Top of Material for the task

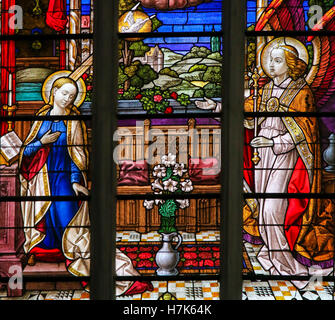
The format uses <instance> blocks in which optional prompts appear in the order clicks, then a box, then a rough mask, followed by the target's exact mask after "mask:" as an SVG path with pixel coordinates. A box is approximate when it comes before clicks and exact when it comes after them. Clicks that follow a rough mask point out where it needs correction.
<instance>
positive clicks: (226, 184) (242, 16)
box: [220, 0, 245, 300]
mask: <svg viewBox="0 0 335 320" xmlns="http://www.w3.org/2000/svg"><path fill="white" fill-rule="evenodd" d="M223 4H224V7H223V10H224V12H223V17H224V23H223V26H224V68H223V72H224V74H223V114H222V120H221V123H222V130H221V132H222V142H223V143H222V153H221V161H222V165H221V168H222V191H221V221H222V222H223V225H222V226H221V242H222V250H221V256H223V259H222V260H223V261H222V262H221V263H222V272H221V280H220V299H221V300H241V299H242V203H243V198H242V190H243V189H242V181H243V176H242V172H243V104H244V94H243V92H244V91H243V90H244V28H245V18H244V15H245V1H244V0H230V1H223ZM222 222H221V223H222Z"/></svg>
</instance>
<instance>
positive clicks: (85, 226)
mask: <svg viewBox="0 0 335 320" xmlns="http://www.w3.org/2000/svg"><path fill="white" fill-rule="evenodd" d="M92 9H93V1H73V0H70V1H68V2H66V1H63V0H51V1H48V0H41V1H19V0H17V1H14V0H4V1H1V44H0V45H1V69H0V73H1V98H0V99H1V121H0V129H1V140H0V147H1V155H0V164H1V166H0V186H1V202H0V206H1V208H0V227H1V231H0V233H1V240H0V274H1V282H2V284H4V286H1V290H2V292H1V296H2V297H3V296H5V297H10V298H12V299H39V300H43V299H46V300H54V299H61V298H67V299H69V298H73V299H81V298H83V299H87V298H88V296H89V293H88V291H89V276H90V213H89V210H90V208H89V207H90V203H89V194H90V188H91V181H92V177H91V173H90V164H91V160H90V157H91V135H92V126H91V115H92V112H91V110H92V108H91V101H92V96H91V94H92V88H93V87H92V82H93V58H92V52H93V33H92V32H93V10H92ZM41 279H44V281H42V280H41ZM62 295H63V296H62ZM61 296H62V297H61Z"/></svg>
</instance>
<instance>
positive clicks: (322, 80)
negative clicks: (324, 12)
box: [306, 6, 335, 107]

Bottom of Material for the task

## What you will do:
Render the data above as a Markdown table with the columns Row and Text, putting each non-blank line in its own numbered row and omitting the pictures.

## Answer space:
| Row | Text |
|---|---|
| 1 | The format uses <instance> blocks in which optional prompts appear in the order clicks, then a box, then a rough mask, followed by the target's exact mask after "mask:" as an SVG path with pixel coordinates. A box is approximate when it comes before clicks and exact when it comes after them. Clicks that follow a rough mask point out where it needs correction. |
| 2 | <instance> |
| 3 | positive clicks: (226, 184) (242, 16) |
| 4 | box: [220, 0, 245, 300] |
| 5 | mask: <svg viewBox="0 0 335 320" xmlns="http://www.w3.org/2000/svg"><path fill="white" fill-rule="evenodd" d="M223 4H224V7H223V10H224V12H223V17H224V23H223V26H224V68H223V72H224V74H223V114H222V120H221V123H222V130H221V132H222V142H223V143H222V153H221V161H222V165H221V168H222V191H221V221H222V222H223V225H222V226H221V242H222V250H221V256H223V259H222V260H223V261H222V262H221V263H222V272H221V280H220V299H221V300H241V299H242V203H243V198H242V190H243V189H242V181H243V176H242V172H243V104H244V94H243V92H244V91H243V90H244V28H245V18H244V15H245V1H244V0H230V1H223ZM222 222H221V223H222Z"/></svg> |
| 6 | </instance> |
| 7 | <instance> |
| 8 | positive clicks: (85, 226) |
| 9 | mask: <svg viewBox="0 0 335 320" xmlns="http://www.w3.org/2000/svg"><path fill="white" fill-rule="evenodd" d="M92 9H93V1H73V0H70V1H68V2H66V1H63V0H51V1H48V0H41V1H19V0H17V1H14V0H4V1H1V44H0V45H1V69H0V73H1V98H0V99H1V121H0V129H1V140H0V147H1V155H0V164H1V166H0V186H1V202H0V206H1V208H0V227H1V231H0V233H1V240H0V274H1V282H2V284H4V286H1V290H2V292H1V296H2V297H3V296H5V297H10V298H12V299H39V300H43V299H46V300H54V299H61V298H67V299H69V298H73V299H81V298H83V299H87V298H88V296H89V293H88V291H89V276H90V213H89V210H90V208H89V207H90V203H89V194H90V188H91V181H92V177H91V173H90V164H91V160H90V157H91V135H92V126H91V115H92V112H91V110H92V108H91V101H92V96H91V94H92V88H93V87H92V82H93V58H92V52H93V33H92V32H93V10H92ZM41 279H44V281H42V280H41ZM62 295H63V296H62ZM61 296H62V297H61Z"/></svg> |
| 10 | </instance> |
| 11 | <instance> |
| 12 | positive clicks: (322, 80) |
| 13 | negative clicks: (324, 12) |
| 14 | box: [306, 6, 335, 107] |